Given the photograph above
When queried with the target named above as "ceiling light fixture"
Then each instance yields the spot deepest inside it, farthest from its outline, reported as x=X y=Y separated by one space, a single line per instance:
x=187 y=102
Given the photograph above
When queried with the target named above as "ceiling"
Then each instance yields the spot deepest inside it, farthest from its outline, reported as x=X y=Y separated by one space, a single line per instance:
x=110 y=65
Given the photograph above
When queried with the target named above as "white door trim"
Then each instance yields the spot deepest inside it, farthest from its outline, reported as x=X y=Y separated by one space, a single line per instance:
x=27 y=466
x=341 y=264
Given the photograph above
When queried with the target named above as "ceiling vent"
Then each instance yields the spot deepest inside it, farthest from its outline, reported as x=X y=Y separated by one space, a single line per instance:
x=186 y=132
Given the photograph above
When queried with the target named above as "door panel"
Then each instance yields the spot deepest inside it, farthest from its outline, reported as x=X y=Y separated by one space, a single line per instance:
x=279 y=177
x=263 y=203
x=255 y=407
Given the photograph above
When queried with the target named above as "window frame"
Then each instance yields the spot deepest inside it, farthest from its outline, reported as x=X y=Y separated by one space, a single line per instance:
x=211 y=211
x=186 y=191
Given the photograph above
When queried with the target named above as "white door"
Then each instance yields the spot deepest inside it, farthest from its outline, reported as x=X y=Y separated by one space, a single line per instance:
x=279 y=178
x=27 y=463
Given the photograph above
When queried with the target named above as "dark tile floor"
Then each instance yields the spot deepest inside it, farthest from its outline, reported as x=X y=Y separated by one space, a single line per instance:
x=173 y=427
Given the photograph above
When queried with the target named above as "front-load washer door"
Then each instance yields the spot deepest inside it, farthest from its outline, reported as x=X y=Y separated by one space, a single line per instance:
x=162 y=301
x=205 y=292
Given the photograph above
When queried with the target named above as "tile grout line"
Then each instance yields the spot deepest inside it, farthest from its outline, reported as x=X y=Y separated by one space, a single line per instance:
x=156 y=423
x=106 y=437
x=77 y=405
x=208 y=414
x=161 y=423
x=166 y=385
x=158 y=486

^^^^^^^^

■ **WRITTEN INSTRUCTION**: Reproduce all of the data above word for word, keeping every line unchanged and in the same order.

■ **FULL ANSWER**:
Given the photograph above
When queried with the target named above as "ceiling light fixture"
Then each instance yields the spot deepest inside it, farthest from its outline, reported as x=X y=Y separated by one space, a single line per instance:
x=187 y=102
Given the photograph above
When queried with the target named above as "ceiling"
Then each instance yields the spot deepest inside it, farthest from its outline, reported as x=X y=Y separated by one space, a single line per instance:
x=110 y=65
Given the photograph above
When queried with the target named above as "white door trim"
Then each instance yields the spot deepest inside it, farthest from its outline, reported as x=X y=Y separated by one space, a single line per instance:
x=27 y=466
x=341 y=264
Given the photograph above
When queried with the target named above as "ceiling vent"
Then each instance yields the spot deepest inside it, farthest from its outline, reported as x=X y=Y separated by one space, a single line per instance:
x=186 y=132
Given the photograph above
When queried with the target named above as "door panel"
Then each instance yields the spot deepest inside it, farthest from its outline, reported as x=X y=Y separated by one space, a single line per instance:
x=279 y=177
x=263 y=203
x=255 y=407
Given the photograph above
When queried with the target named above as "window frame"
Then each instance yields the spot deepest inside it, farthest from its outline, reported as x=X y=Y separated by one space, a single line per instance:
x=211 y=211
x=186 y=191
Given the photograph above
When queried with the target named above as "white door"
Then each instance yields the spot deepest inside it, farthest from its outline, reported as x=X y=Y separated by one space, a single line per instance:
x=279 y=178
x=27 y=463
Given the photograph above
When queried with the target named above as "dark tile floor"
Then each instance yields the spot deepest inside it, farthest from its outline, reported as x=X y=Y separated by one space, a single line per instance:
x=173 y=427
Given the photograph above
When queried with the target named above as "front-load washer door"
Then each instance yields the spot deepest inside it, farthest from its outline, reported as x=X y=Y separated by one space, a single line per instance:
x=162 y=301
x=205 y=292
Given the photograph above
When queried with the target named above as "tile grout line"
Then each instance yields the spot deepest inside it, farthest from its outline, reported as x=X y=Y separated by one space, a single line per instance:
x=156 y=423
x=106 y=437
x=77 y=405
x=208 y=414
x=161 y=423
x=166 y=385
x=158 y=486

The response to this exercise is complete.